_HOW TO COMPLETE THIS TASK_:
Repeat every line of the listing below exactly, minus the pictures.

SOURCE INFORMATION Start Marker

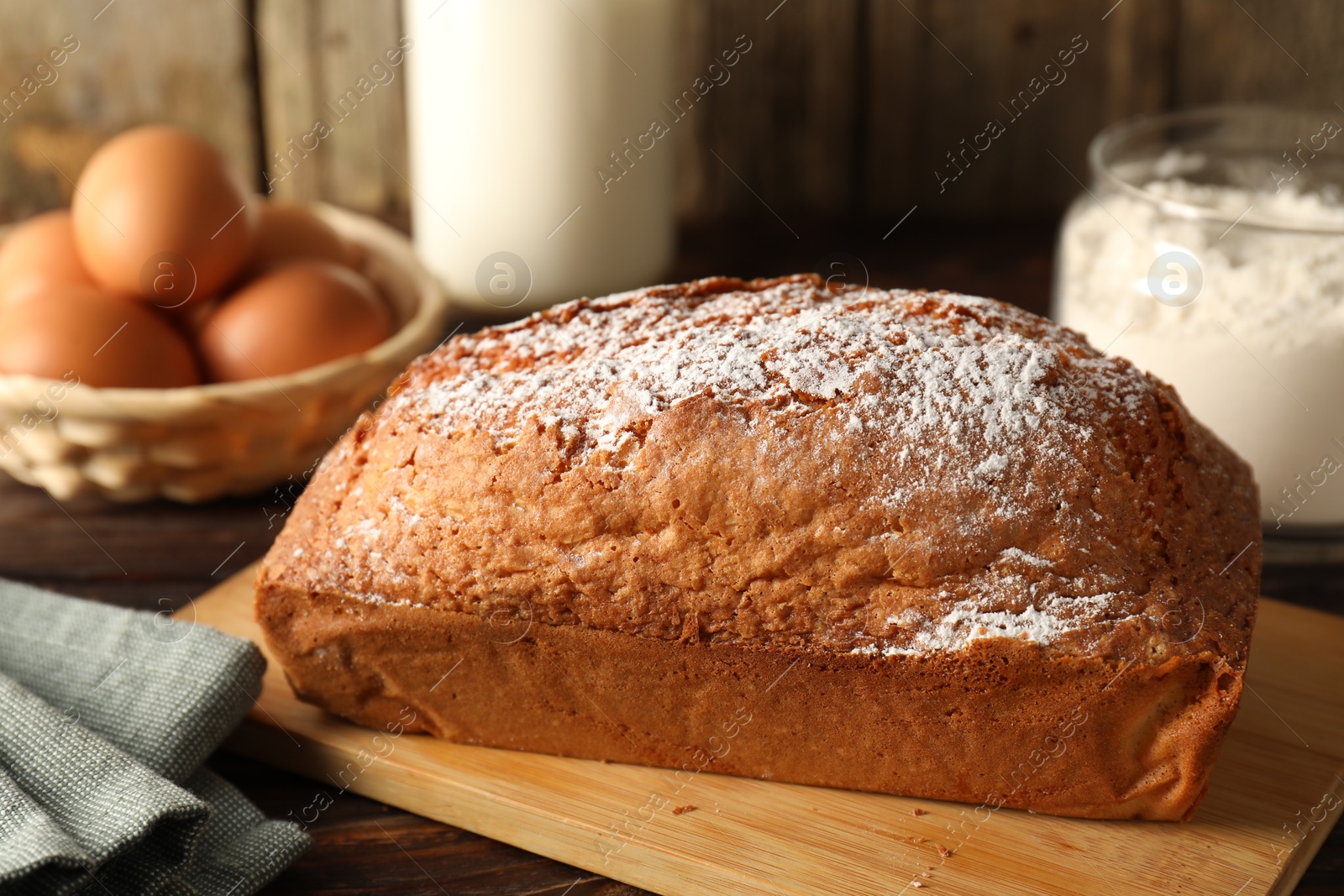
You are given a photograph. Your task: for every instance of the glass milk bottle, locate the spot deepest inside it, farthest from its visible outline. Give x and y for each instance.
(541, 155)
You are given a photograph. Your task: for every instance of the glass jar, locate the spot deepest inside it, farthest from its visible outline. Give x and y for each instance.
(542, 160)
(1210, 251)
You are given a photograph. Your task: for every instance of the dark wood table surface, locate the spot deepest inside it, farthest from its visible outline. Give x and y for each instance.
(159, 555)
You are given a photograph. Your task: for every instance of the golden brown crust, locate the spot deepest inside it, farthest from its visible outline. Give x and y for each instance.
(719, 476)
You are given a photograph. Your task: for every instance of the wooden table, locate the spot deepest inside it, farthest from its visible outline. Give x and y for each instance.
(159, 555)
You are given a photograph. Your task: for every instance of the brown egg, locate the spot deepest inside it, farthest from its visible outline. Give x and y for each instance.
(40, 253)
(292, 233)
(158, 212)
(295, 317)
(105, 338)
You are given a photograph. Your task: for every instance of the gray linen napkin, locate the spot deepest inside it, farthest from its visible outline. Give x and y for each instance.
(107, 716)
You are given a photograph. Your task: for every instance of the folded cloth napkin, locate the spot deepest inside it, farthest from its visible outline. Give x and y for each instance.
(107, 716)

SOURCE INFORMATION End Marker

_THE ANSWER_:
You are given a photograph. Your task: for every instance of the glass milk bottle, locate the spot deepest inside it, farthest from its visible outline. Give x and y for each instance.
(541, 155)
You are given a photograph. Your task: for every instance of the glass jar, locate the spot deepest inside it, farthest from its visible outline. Give x and y for each instance.
(542, 160)
(1210, 251)
You are given a photograph. Your task: for every instance of the dark wood table surface, locate the spot deepest inside it, farthest from its visible outline. Give x and y for each instance.
(159, 555)
You are given a photograph. Your task: for every instance of the golden brown crust, locate the spot deepest inside it, farthest from its visible outline. Give x and y for each instance.
(719, 476)
You are given a photograph. Your task: for every instance of the wooden table, locate the spot deepest inside it, farthest from its visible outline. Give x and y for each instance.
(159, 555)
You are given a photograph. Your task: for every instance of the brown egg, locate the spot deepest inside it, farthest from its visible outline. Give x and y for each instance.
(40, 253)
(292, 233)
(158, 212)
(295, 317)
(105, 338)
You are given a photograph. Your task: for every instance of the gray linen napkin, locate the spot deepest inside it, farthest from its visible outline. Give x and y for each instance.
(107, 716)
You are given a photograph. Your task: for every instance of the folded cloth napkin, locate the spot deepest inside it, farthest from its visible outline. Give x and y for each instance.
(107, 716)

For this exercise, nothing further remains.